Skip the images and return the records below exactly.
**********
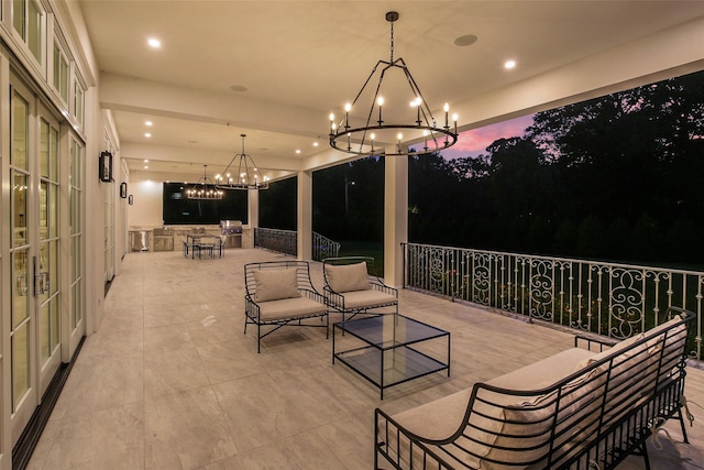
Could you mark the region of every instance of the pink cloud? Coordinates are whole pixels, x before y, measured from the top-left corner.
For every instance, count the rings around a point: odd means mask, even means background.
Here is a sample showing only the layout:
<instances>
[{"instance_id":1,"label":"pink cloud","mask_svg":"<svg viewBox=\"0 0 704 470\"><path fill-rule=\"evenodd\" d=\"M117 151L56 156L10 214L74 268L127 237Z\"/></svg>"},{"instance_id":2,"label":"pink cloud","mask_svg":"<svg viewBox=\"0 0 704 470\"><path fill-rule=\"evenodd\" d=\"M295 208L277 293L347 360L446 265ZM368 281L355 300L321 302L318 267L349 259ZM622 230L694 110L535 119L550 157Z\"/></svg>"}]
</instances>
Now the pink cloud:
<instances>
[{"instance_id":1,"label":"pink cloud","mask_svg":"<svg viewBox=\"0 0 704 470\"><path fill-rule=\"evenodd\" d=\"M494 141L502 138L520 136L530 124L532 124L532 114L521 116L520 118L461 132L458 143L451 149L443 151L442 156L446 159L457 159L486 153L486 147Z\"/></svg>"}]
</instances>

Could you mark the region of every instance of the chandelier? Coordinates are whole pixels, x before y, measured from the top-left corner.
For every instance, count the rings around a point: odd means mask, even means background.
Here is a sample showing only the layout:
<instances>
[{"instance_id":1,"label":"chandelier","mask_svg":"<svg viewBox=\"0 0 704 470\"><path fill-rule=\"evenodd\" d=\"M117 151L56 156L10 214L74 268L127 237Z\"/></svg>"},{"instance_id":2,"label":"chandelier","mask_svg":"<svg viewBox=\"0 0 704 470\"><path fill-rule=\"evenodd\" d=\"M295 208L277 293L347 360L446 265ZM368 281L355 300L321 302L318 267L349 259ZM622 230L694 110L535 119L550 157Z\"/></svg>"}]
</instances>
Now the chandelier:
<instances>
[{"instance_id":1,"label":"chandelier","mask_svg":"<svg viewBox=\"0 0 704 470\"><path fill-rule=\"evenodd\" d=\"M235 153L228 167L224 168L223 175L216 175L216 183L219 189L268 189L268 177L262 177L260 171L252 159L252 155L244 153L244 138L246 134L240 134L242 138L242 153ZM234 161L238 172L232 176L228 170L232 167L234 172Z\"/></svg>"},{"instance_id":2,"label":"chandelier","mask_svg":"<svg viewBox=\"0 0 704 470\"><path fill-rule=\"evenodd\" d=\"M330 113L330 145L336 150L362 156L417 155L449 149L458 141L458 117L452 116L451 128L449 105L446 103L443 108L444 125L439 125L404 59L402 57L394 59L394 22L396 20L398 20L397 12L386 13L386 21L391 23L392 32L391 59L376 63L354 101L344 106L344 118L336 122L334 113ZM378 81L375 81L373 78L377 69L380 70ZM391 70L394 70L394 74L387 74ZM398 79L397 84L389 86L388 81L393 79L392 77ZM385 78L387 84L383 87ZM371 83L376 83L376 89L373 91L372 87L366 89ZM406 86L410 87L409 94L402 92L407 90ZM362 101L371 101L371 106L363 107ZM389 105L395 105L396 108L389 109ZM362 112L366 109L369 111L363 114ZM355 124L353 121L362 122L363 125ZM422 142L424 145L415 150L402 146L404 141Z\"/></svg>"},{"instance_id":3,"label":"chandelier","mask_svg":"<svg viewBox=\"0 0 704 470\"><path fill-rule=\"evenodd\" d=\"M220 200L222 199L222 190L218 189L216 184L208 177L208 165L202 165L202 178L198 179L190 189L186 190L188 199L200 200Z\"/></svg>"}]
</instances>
**********
» Written response:
Could you mark the region of every instance of the pink cloud? Coordinates are whole pixels, x before y, measured from the top-left corner.
For every instance, count the rings around a point: odd means mask, even means background.
Here is a sample showing only the layout:
<instances>
[{"instance_id":1,"label":"pink cloud","mask_svg":"<svg viewBox=\"0 0 704 470\"><path fill-rule=\"evenodd\" d=\"M117 151L56 156L10 214L74 268L127 237Z\"/></svg>"},{"instance_id":2,"label":"pink cloud","mask_svg":"<svg viewBox=\"0 0 704 470\"><path fill-rule=\"evenodd\" d=\"M295 208L277 293L347 360L446 265ZM368 281L355 300L321 302L318 267L349 259ZM622 230L694 110L535 119L550 157Z\"/></svg>"}]
</instances>
Now the pink cloud:
<instances>
[{"instance_id":1,"label":"pink cloud","mask_svg":"<svg viewBox=\"0 0 704 470\"><path fill-rule=\"evenodd\" d=\"M494 141L502 138L520 136L530 124L532 124L532 114L521 116L520 118L461 132L458 143L451 149L443 151L442 156L446 159L457 159L486 153L486 147Z\"/></svg>"}]
</instances>

Could you mark the region of every instance of the chandelier? Coordinates are whole pixels, x before y, measured from the top-left corner.
For every instance, count the rings around a point: odd means mask, even means background.
Here is a sample showing only the layout:
<instances>
[{"instance_id":1,"label":"chandelier","mask_svg":"<svg viewBox=\"0 0 704 470\"><path fill-rule=\"evenodd\" d=\"M117 151L56 156L10 214L74 268L127 237Z\"/></svg>"},{"instance_id":2,"label":"chandelier","mask_svg":"<svg viewBox=\"0 0 704 470\"><path fill-rule=\"evenodd\" d=\"M295 208L277 293L347 360L446 265ZM368 281L355 300L321 302L318 267L349 259ZM622 230L694 110L535 119L550 157Z\"/></svg>"}]
</instances>
Now the chandelier:
<instances>
[{"instance_id":1,"label":"chandelier","mask_svg":"<svg viewBox=\"0 0 704 470\"><path fill-rule=\"evenodd\" d=\"M235 153L228 167L224 168L223 175L216 175L216 183L219 189L268 189L268 177L262 177L260 171L252 159L252 155L244 153L244 138L246 134L240 134L242 138L242 153ZM234 161L238 172L232 176L228 170L232 167L234 172Z\"/></svg>"},{"instance_id":2,"label":"chandelier","mask_svg":"<svg viewBox=\"0 0 704 470\"><path fill-rule=\"evenodd\" d=\"M330 113L330 145L336 150L362 156L417 155L449 149L458 141L458 117L452 116L451 128L449 105L446 103L443 108L444 125L439 125L404 59L402 57L394 59L394 22L396 20L398 20L397 12L386 13L386 21L391 23L392 32L391 59L376 63L354 101L344 106L344 118L336 122L334 113ZM378 81L375 81L373 78L377 69L380 70ZM391 70L394 70L394 74L387 74ZM398 79L397 84L389 86L388 81L393 79L392 77ZM385 78L387 84L383 87ZM371 83L376 83L376 89L373 91L372 87L366 89ZM406 86L410 87L409 94L402 92L407 90ZM362 101L371 101L371 106L363 107ZM389 105L395 105L396 108L389 109ZM362 112L366 109L369 111L363 114ZM355 124L353 121L362 122L363 125ZM422 142L424 145L415 150L402 146L404 141Z\"/></svg>"},{"instance_id":3,"label":"chandelier","mask_svg":"<svg viewBox=\"0 0 704 470\"><path fill-rule=\"evenodd\" d=\"M220 200L222 199L222 190L218 189L216 184L208 177L208 165L202 165L202 178L198 179L190 189L186 190L188 199L200 200Z\"/></svg>"}]
</instances>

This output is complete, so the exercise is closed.